EXERCISE TEXT ::
---*---
I got six shrapnel wounds all over my body from the shell that exploded and blew me up the hill. And I was standing up and I was grabbing my throat for fresh air and I was just knocked out temporarily and blacked out, but I was still standing on my feet for some strange reason. And I could feel the pain in my right leg and in my right shoulder at the back, and in my right hip as well. When we were going up the hill to get to the first aid station, we seen the line of stretcher bearers and everybody, walking wounded, going to the first aid station. And we were so very unlucky that a shell landed right in the line-up of all those poor people and it cleared the place about 20 foot, you know, it cleaned them right out, wounded a whole bunch and killed some more guys that were going to the aid station. And we were so used to [it] now that we just were thinking about getting to the aid station ourselves.
And then we got in there and I don’t know where Clayton went, but the guys just grabbed a hold of me right away and took my clothes off because they could see that I was bleeding in quite a few different places. And I can still remember the guys saying, “Are you alright?” And I says, “Yes, I’m okay.” But then the next thing I knew, I was laying on the stretcher outside. I just passed right out.
We had to find a crossing for the tanks to go across the Pisciatello River. So we got picked to go with the engineers to find a solid bottom across the Pisciatello River. And during the night and the early hours of 18th of October, further downstream, they sent a bunch of our guys to make a headline and what they did actually do eventually, our guys got across the river, they pushed a worn out tank into the river bottom to use it as a brace to put a bridge across for the Bailey Bridge.
---*---
EXCERPTED DATA ::

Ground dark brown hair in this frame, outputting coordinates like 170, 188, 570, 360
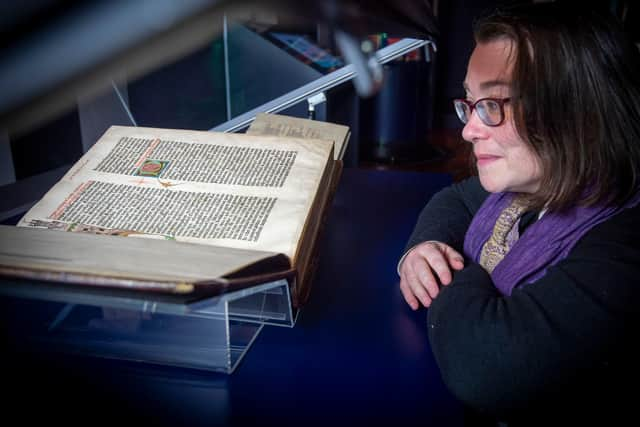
474, 3, 640, 211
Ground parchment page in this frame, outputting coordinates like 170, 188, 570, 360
247, 113, 351, 160
18, 126, 333, 257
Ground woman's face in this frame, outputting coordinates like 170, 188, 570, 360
---*---
TASK :: Write the next part of the wartime recollection, picking up after its last sentence about the worn-out tank pushed into the Pisciatello River. The records have no connection to the wartime recollection.

RESPONSE TO THE TASK ::
Our outfit got a bunch of prisoners and they called the headquarters for somebody to go and get these prisoners. I could see that he was trying to get these two scouts to go and get these prisoners and they never had a clue where to go, they should have known how to read a map and a compass. When I was up there with the engineers the night before, we got back at 5:00 in the morning of that same day and I still couldn’t sleep all day long because we were getting shelled as well. So I walked up to the officer and I saluted him and I said, “Sir,” I says, “I don’t mind going to get those prisoners,” I says, “I was with the engineers there the night before,” and I says, “I know where the bridge is, just tell me where the prisoners are from the bridge.”
The Germans were trying to knock the bridge out with mortars and shells and everything and I thought, gee, it’s plain suicide to walk across there. I told him to stay about 30 feet away from me all the time, so if the shell got one of us, there was still one of us left alive to complete our mission.
Here down comes another barrage and we were right in the middle of it. And of course, they got me through my right arm, which put me right out of action. We could have taken cover under those buildings, but we didn’t, we were set on a job to do. So we never thought about taking cover.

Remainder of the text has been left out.